Enfin le chanoine Marc Guelfucci aborde la question sur la procédure de dissolution du mariage en privilège de la foi. Le lien naturel est intrinsèquement indissoluble. L’intervenant a détaillé sous quelles conditions il est possible pour l’Église de disjoindre extrinsèquement un mariage.


5ème session. L’enquête préalable au procès pénal

En commentant la norme établie par le c. 1717, le Révérend Père Philippe Toxé a rappelé que l’investigatio praevia était déjà connue du code pio-bénédictin qui édictait des normes plus détaillées que le code actuel puisqu’il en exposait la matière en 8 canons (cc. 1939-1946). L’enquête a lieu à partir du moment où l’Ordinaire a connaissance d’un possible délit (notitia criminis). Même si l’Ordinaire peut faire l’enquête par lui-même ou par une personne idoine, la doctrine préfère que l’Ordinaire, par un décret, la confie à une autre personne qui aura les mêmes pouvoirs qu’un auditeur dans un procès et, si le procès judiciaire est ensuite engagé, l’enquêteur ne peut y tenir la place de juge. Cette enquête préalable au procès pénal canonique pose un certain nombre de problèmes particuliers lorsqu’il s’agit de faits susceptibles d’être des infractions tant en droit canonique qu’en droit étatique. Dans ce cas, la saisine des autorités judiciaires étatiques peut suspendre et différer l’enquête canonique pour éviter que celle-ci soit perçue comme une tentative d’entraver ou d’influencer les victimes et les témoins.

L’abbé Nicolas de Boccard souligne que ladite enquête ne doit pas compromettre la bonne réputation des personnes suspectées (c. 220), l’Ordinaire devra faire donc preuve d’un grand esprit de discernement. Si le délit est notoire ou absolument certain, l’enquête préliminaire est inutile. Aux termes du c. 1718, quand les éléments réunis par l’enquête paraîtront suffisants, c’est-à-dire que le fumus delictis est jugé établi, l’Ordinaire décidera si un procès judiciaire ou administratif peut être engagé et s’il est expédient de le faire, Dans ce discernement, s’il le juge prudent, l’Ordinaire consultera deux juges ou d’autres experts en droit. Cependant, si le délit en question est réservé à la Congrégation pour la Doctrine de la Foi, l’Ordinaire en informera ce dicastère qui décidera de la suite à donner à l’affaire.

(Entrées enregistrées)

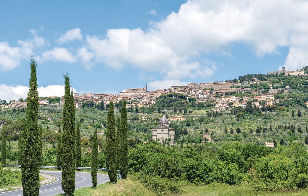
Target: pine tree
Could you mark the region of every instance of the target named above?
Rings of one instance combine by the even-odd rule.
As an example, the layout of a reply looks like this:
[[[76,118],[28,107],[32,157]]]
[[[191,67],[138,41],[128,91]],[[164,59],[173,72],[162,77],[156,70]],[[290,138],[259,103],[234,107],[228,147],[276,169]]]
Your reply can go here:
[[[42,158],[41,141],[38,122],[38,93],[36,77],[36,62],[30,59],[30,88],[27,98],[27,109],[22,134],[20,163],[24,195],[38,195],[39,190],[39,164]]]
[[[120,117],[117,116],[116,135],[116,143],[117,145],[117,169],[120,169],[120,160],[121,160],[121,134],[120,130],[121,123],[120,122]]]
[[[297,117],[301,117],[302,116],[302,113],[301,112],[301,110],[299,110],[299,109],[297,110]]]
[[[126,102],[124,101],[121,113],[121,162],[120,172],[124,179],[127,177],[128,169],[128,143],[127,141],[127,113]]]
[[[91,152],[91,176],[93,186],[96,187],[97,184],[97,166],[98,164],[98,145],[97,143],[97,129],[96,128],[93,133],[92,150]]]
[[[61,125],[59,124],[59,129],[57,134],[57,147],[56,150],[57,153],[57,166],[60,167],[62,165],[62,134],[61,134]],[[60,169],[59,169],[59,170]]]
[[[72,107],[74,99],[71,94],[70,78],[67,74],[64,75],[65,86],[63,107],[62,136],[62,189],[70,195],[75,191],[75,108]]]
[[[79,122],[77,122],[77,128],[76,129],[76,138],[75,152],[75,160],[76,160],[76,167],[81,166],[81,142],[80,137],[80,128],[79,127]]]
[[[5,139],[5,131],[2,130],[2,143],[1,147],[1,162],[3,165],[5,165],[5,159],[6,158],[6,141]]]
[[[114,111],[113,102],[110,100],[110,108],[108,110],[107,117],[107,135],[106,151],[108,176],[110,182],[116,183],[117,182],[117,146],[116,141],[116,126],[115,124]]]

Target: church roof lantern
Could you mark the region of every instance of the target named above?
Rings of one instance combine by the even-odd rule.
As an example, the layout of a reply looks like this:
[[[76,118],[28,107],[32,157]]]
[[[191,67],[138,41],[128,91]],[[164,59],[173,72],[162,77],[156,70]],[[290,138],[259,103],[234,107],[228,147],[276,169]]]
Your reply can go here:
[[[166,117],[164,116],[162,118],[160,118],[160,120],[159,120],[159,123],[168,123],[169,122],[168,122],[168,120],[166,118]]]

▶ [CONSIGNE] Dans le compte rendu, reprenez sous forme de liste le paragraphe qui commence par « En commentant la norme établie par le c. 1717 », en gardant ses faits principaux.

▶ [RÉPONSE]
- Le Révérend Père Philippe Toxé rappelle que l'investigatio praevia (c. 1717) existait déjà dans le code pio-bénédictin. Ce code la traitait plus en détail, en 8 canons (cc. 1939-1946).
- L'enquête commence dès que l'Ordinaire a connaissance d'un possible délit (notitia criminis).
- L'Ordinaire peut la mener lui-même ou par une personne idoine. La doctrine préfère toutefois qu'il la confie par décret à une autre personne, qui a les mêmes pouvoirs qu'un auditeur dans un procès.
- Si un procès judiciaire est ensuite engagé, l'enquêteur ne peut pas y tenir la place de juge.
- Des problèmes particuliers se posent quand les faits peuvent être des infractions à la fois en droit canonique et en droit étatique. La saisine des autorités judiciaires étatiques peut alors suspendre et différer l'enquête canonique, pour éviter qu'elle soit perçue comme une tentative d'entraver ou d'influencer les victimes et les témoins.